**Text under study**
The catastrophe struck Wanda Wickizer on Christmas Day 2013. A generally healthy, energetic 51-year-old, she suddenly found herself vomiting all day, racked with debilitating headaches. When her alarmed teenage son called an ambulance, the paramedics thought that she had food poisoning and didn’t take her to the emergency room. Later, when she became confused and groggy at 3 a.m., her boyfriend raced her to Sentara Norfolk General Hospital in coastal Virginia, where a scan showed she was suffering from a subarachnoid hemorrhage. A vessel had burst, and blood was leaking into the narrow space between the skull and the brain.
During a subarachnoid hemorrhage, if the pressure in the head isn’t relieved, blood accumulates in that narrow space and can push the brain down toward the neck. Vital nerves that control breathing and vision are compressed. Death is imminent. Wickizer was whisked by helicopter ambulance to the University of Virginia Medical Center in Charlottesville, 160 miles away, for an emergency procedure to halt the bleeding.
After spending days in a semi-comatose state, Wickizer slowly recovered and left the hospital three weeks after the hemorrhage, grateful to be alive. But soon after she returned home to her two teenage children, she found herself confronted with a different kind of catastrophe. Wickizer had had health insurance for most of her adult life: Her husband, who died in 2006, worked for the city of Norfolk, which insured their family while he was alive and for three years beyond. After his death, Wickizer worked in a series of low-wage jobs, but none provided health insurance. A minor pre-existing condition — she was taking Lexapro, a common medicine for depression — meant that her only insurance option was to be funneled into the “high-risk pool” (a type of costly insurance option that was essentially rendered obsolete by the Affordable Care Act and now figures in some of the G.O.P. plans to replace it). She would need to pay more than $800 per month for a policy with a $5,000 deductible, and her medical procedures would then be reimbursed at 80 percent. She felt she couldn’t afford that. In 2011, she decided to temporarily stop working to tend to her children, which qualified them for Medicaid; with trepidation, she left herself uninsured.

**Data for analysis**
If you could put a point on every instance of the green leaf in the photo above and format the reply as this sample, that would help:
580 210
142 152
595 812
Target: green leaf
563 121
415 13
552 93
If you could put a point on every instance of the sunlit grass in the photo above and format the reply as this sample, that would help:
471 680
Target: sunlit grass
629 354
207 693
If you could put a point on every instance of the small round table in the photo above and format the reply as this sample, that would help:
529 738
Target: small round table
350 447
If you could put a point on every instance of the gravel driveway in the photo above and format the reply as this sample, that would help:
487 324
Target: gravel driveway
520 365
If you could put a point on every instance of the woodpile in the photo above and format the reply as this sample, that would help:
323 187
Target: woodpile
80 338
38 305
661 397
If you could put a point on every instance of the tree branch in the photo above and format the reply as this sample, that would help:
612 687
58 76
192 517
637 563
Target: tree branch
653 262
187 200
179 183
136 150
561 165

**Required work**
Copy the passage of the account of Wanda Wickizer from "During a subarachnoid" to "halt the bleeding.". The entries have nothing to do with the account of Wanda Wickizer.

**Worked solution**
During a subarachnoid hemorrhage, if the pressure in the head isn’t relieved, blood accumulates in that narrow space and can push the brain down toward the neck. Vital nerves that control breathing and vision are compressed. Death is imminent. Wickizer was whisked by helicopter ambulance to the University of Virginia Medical Center in Charlottesville, 160 miles away, for an emergency procedure to halt the bleeding.